RECORDS PROVIDED:
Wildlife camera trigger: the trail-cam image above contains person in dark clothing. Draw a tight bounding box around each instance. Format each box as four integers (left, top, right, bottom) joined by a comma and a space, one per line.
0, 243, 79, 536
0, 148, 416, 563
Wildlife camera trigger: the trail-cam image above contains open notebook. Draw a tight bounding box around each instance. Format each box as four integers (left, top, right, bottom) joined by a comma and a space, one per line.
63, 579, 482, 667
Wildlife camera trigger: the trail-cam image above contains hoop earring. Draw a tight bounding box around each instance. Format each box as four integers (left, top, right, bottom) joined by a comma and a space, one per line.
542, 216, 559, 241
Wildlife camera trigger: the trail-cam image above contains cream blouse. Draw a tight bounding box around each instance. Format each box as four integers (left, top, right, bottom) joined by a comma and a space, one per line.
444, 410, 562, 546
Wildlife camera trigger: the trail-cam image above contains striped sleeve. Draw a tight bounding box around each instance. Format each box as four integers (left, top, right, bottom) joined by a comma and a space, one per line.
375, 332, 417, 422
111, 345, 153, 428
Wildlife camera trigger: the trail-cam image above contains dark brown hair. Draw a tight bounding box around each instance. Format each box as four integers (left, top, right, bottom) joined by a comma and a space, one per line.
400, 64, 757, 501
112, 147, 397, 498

BRIEF:
Rewrite the material from its first line through the line containing "63, 579, 482, 667", renaming "trail-cam" to "trail camera" and keeping everything else the same.

THE REPLY:
Wildlife camera trigger: the trail camera image above contains person in dark clothing. Draw a tight bounding box around each instance. Format each box as four integers (left, top, right, bottom) joined by a comma and a space, one per line.
0, 243, 79, 536
0, 148, 416, 563
Wildlife camera trigger: the trail camera image above contains open notebook. Draw a tight bounding box around each instance. Format each box as four integers (left, top, right, bottom) joined by a comma and a space, one per line.
63, 579, 482, 667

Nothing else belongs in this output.